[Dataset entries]
________________

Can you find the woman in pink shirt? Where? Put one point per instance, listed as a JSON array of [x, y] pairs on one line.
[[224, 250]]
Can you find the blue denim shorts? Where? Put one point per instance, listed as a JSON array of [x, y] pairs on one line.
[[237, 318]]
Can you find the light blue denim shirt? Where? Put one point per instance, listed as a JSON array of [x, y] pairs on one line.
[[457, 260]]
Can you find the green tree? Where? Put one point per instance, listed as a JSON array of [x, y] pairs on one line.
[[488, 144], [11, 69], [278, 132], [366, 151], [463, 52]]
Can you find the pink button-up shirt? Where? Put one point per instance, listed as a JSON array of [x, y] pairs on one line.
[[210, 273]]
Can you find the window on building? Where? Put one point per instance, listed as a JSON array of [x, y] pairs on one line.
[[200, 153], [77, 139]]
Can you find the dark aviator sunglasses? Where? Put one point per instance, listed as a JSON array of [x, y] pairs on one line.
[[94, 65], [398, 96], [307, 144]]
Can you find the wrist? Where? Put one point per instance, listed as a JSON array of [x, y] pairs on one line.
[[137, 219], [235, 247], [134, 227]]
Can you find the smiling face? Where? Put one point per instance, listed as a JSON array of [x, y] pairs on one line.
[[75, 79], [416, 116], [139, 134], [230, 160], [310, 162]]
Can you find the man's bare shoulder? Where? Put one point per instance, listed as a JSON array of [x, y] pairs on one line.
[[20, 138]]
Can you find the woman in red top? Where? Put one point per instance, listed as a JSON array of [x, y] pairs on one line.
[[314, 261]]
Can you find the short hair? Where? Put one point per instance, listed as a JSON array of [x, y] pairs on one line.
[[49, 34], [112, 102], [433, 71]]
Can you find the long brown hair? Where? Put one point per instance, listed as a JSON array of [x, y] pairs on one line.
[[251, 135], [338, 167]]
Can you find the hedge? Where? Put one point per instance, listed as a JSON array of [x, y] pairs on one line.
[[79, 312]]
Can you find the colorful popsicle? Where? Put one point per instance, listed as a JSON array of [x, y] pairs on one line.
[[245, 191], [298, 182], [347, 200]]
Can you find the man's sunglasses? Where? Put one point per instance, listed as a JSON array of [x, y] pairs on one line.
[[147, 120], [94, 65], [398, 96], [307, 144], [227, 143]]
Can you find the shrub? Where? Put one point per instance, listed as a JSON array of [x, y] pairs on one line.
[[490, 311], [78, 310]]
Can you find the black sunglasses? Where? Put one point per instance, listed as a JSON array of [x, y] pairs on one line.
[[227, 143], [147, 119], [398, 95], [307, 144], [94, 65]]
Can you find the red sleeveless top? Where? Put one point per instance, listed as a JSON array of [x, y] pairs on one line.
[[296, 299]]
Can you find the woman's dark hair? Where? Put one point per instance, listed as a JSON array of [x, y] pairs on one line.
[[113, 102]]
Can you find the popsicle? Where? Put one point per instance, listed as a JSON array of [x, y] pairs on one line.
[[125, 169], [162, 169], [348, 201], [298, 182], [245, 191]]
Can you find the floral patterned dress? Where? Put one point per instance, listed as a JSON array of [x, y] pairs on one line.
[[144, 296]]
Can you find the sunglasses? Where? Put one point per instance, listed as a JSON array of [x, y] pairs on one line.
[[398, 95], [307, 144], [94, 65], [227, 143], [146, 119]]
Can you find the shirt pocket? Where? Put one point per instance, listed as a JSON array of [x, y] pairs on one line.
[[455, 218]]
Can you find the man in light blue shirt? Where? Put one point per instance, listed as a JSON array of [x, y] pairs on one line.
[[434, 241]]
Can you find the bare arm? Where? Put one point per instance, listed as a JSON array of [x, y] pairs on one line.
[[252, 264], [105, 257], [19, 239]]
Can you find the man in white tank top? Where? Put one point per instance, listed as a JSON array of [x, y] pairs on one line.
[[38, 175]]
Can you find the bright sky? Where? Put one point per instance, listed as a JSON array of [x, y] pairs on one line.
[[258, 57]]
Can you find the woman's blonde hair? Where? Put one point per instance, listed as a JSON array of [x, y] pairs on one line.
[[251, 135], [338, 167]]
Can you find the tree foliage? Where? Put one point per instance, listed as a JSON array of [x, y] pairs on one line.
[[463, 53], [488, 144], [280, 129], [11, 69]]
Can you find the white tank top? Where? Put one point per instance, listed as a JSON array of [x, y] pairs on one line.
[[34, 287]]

________________

_WRITTEN TASK_:
Copy out everything from the line containing "Can you find the hedge?" down to the line containing "[[245, 191], [298, 182], [347, 200]]", requests included, scaling each point coordinate in the answers by 2.6. Round each result to a whole number, with halves rounded up.

_RESULT_:
Can you find the hedge? Where? Put one point per instance, listed as a JSON array of [x, y] pairs on one line.
[[205, 811]]
Can you find the colorful popsicle? Where? Put one point per instance, listed as a JSON array of [x, y] pairs on one line.
[[637, 497], [775, 473], [902, 520]]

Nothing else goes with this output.